**What the task requires:** Pick out every line in the records below that contains the word "balcony" and copy each one in full.

------ Data supplied

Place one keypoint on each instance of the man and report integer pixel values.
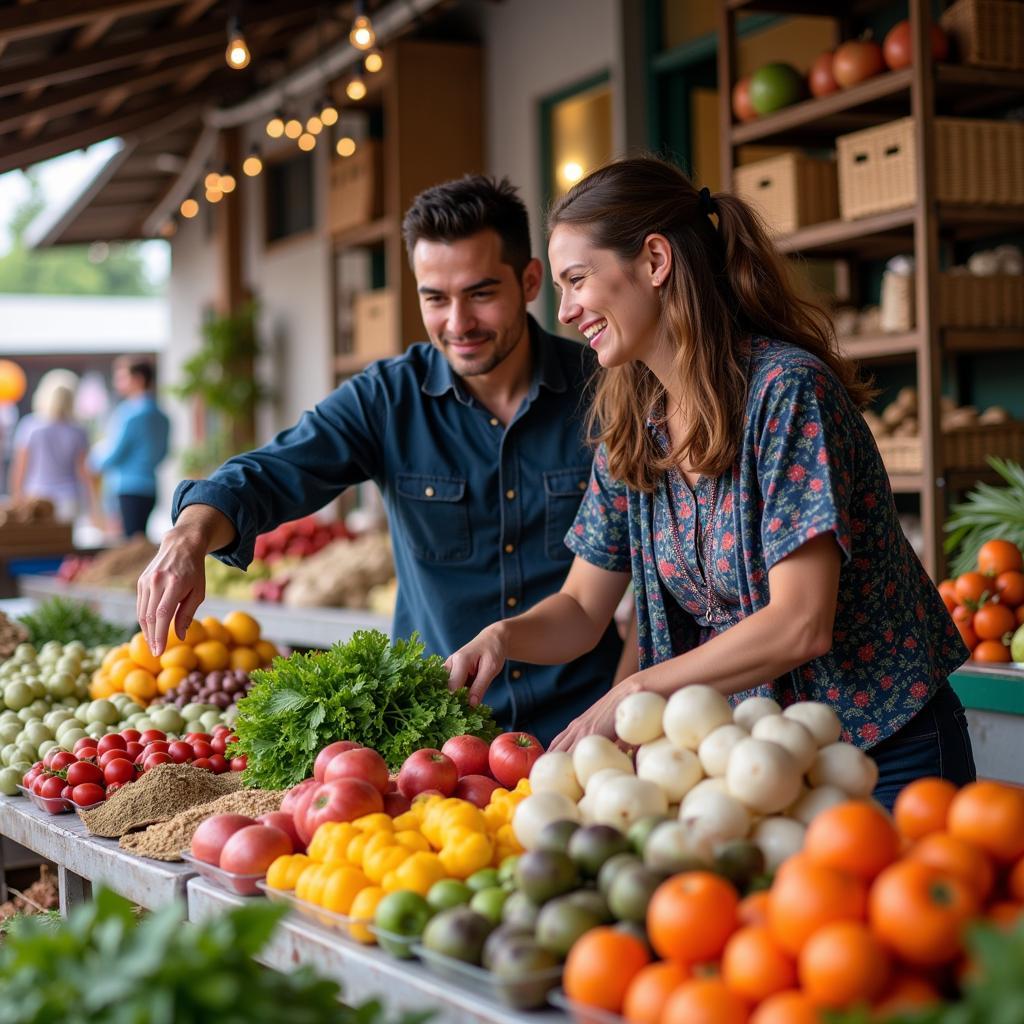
(476, 441)
(135, 444)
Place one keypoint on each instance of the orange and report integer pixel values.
(919, 911)
(956, 857)
(843, 965)
(786, 1008)
(922, 807)
(245, 658)
(754, 965)
(806, 896)
(649, 990)
(991, 816)
(181, 656)
(140, 684)
(601, 966)
(999, 556)
(212, 654)
(169, 679)
(856, 837)
(243, 629)
(691, 915)
(214, 630)
(705, 1000)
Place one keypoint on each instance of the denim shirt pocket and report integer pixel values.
(563, 489)
(433, 516)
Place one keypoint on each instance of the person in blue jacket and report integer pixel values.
(476, 440)
(135, 444)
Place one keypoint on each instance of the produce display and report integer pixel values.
(387, 696)
(987, 603)
(209, 646)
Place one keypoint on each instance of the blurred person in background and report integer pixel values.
(135, 444)
(50, 450)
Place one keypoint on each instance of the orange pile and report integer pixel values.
(209, 645)
(870, 912)
(987, 605)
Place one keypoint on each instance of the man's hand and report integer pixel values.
(477, 664)
(171, 588)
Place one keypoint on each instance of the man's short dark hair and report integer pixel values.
(459, 209)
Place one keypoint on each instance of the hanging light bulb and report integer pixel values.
(252, 165)
(361, 35)
(356, 88)
(329, 113)
(275, 126)
(237, 54)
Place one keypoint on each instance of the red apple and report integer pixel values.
(469, 754)
(475, 788)
(342, 800)
(329, 752)
(360, 763)
(427, 769)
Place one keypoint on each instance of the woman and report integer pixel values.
(737, 484)
(50, 449)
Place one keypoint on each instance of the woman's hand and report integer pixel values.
(477, 664)
(598, 720)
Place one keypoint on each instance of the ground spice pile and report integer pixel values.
(157, 796)
(166, 840)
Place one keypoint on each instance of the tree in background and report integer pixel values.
(97, 269)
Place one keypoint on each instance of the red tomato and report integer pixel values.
(83, 772)
(512, 755)
(88, 794)
(119, 770)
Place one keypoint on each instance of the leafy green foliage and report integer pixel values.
(105, 966)
(993, 992)
(989, 512)
(388, 697)
(65, 621)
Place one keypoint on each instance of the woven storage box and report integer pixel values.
(987, 33)
(790, 190)
(967, 300)
(975, 162)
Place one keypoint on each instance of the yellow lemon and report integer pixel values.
(243, 628)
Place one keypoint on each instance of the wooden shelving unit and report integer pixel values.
(925, 90)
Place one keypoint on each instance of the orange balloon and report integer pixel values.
(12, 382)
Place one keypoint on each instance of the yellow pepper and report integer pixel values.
(331, 841)
(418, 872)
(363, 909)
(379, 862)
(465, 852)
(342, 885)
(285, 871)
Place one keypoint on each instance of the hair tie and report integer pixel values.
(707, 204)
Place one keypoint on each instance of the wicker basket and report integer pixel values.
(976, 161)
(987, 33)
(790, 190)
(967, 300)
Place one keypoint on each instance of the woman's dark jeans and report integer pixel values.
(935, 741)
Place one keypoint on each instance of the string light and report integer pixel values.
(237, 54)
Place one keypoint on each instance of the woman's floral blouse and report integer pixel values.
(807, 465)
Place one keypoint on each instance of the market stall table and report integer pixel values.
(280, 623)
(366, 972)
(81, 857)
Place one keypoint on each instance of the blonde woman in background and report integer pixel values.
(50, 449)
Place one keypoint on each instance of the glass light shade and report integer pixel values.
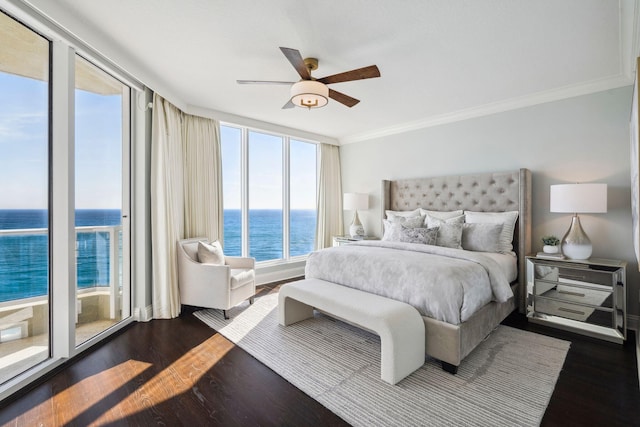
(309, 94)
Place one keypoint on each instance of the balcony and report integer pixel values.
(24, 300)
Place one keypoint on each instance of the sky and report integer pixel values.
(24, 146)
(24, 154)
(265, 171)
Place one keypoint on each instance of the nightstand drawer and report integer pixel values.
(575, 294)
(581, 276)
(577, 312)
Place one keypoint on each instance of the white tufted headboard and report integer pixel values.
(484, 192)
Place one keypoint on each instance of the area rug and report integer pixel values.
(506, 381)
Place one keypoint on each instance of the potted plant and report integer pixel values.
(550, 244)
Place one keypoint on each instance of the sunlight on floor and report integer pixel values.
(179, 377)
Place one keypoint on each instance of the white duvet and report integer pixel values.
(443, 283)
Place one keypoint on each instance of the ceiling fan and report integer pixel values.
(310, 92)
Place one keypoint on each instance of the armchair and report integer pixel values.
(213, 286)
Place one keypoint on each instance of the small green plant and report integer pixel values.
(550, 240)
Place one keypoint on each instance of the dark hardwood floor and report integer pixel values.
(180, 372)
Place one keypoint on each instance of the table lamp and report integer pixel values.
(575, 199)
(353, 202)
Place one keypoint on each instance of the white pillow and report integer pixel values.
(441, 214)
(210, 253)
(508, 221)
(405, 214)
(481, 237)
(391, 233)
(433, 221)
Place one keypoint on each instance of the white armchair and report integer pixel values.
(214, 286)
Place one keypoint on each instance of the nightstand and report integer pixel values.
(342, 240)
(583, 296)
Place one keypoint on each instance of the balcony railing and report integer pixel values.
(98, 266)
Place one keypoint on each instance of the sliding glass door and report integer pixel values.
(101, 144)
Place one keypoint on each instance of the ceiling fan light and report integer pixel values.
(309, 94)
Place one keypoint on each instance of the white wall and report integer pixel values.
(582, 139)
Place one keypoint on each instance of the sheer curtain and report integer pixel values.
(167, 206)
(330, 221)
(186, 194)
(202, 178)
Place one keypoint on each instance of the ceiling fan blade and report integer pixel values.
(342, 98)
(359, 74)
(262, 82)
(293, 55)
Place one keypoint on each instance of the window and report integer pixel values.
(24, 201)
(269, 184)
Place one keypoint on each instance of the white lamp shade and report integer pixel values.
(355, 201)
(578, 198)
(309, 94)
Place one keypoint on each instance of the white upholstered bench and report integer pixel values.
(399, 325)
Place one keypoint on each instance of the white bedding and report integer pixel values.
(507, 262)
(443, 283)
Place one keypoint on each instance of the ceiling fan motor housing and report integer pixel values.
(309, 94)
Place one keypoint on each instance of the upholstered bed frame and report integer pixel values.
(486, 192)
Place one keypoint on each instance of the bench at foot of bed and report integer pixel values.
(399, 325)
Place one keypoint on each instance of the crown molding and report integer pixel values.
(495, 107)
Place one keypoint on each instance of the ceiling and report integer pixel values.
(440, 60)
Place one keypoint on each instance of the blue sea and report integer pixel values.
(24, 257)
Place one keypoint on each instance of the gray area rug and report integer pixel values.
(506, 381)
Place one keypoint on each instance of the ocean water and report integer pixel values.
(24, 257)
(265, 233)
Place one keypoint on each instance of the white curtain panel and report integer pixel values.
(167, 206)
(202, 178)
(330, 221)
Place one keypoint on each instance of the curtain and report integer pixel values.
(329, 214)
(202, 178)
(167, 206)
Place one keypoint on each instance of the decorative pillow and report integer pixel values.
(394, 214)
(210, 253)
(441, 214)
(507, 219)
(481, 237)
(409, 222)
(426, 236)
(432, 221)
(450, 236)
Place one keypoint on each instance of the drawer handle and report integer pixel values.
(575, 294)
(572, 276)
(568, 310)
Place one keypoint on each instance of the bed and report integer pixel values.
(450, 341)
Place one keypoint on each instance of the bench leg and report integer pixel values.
(291, 311)
(448, 367)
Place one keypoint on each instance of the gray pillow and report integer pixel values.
(450, 236)
(210, 253)
(410, 222)
(425, 236)
(481, 237)
(434, 221)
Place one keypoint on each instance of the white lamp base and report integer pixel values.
(576, 244)
(356, 230)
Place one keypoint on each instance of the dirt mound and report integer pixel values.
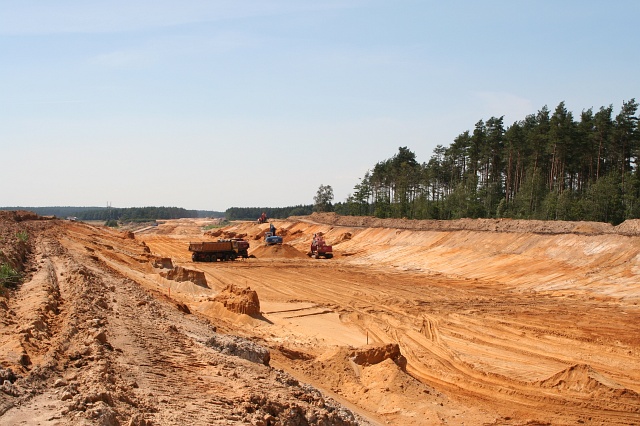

------------

**Result for this exercise:**
Place one keypoint on each instance of the balcony and report integer pixel values.
Place one keypoint on each instance of the balcony railing and report integer pixel values.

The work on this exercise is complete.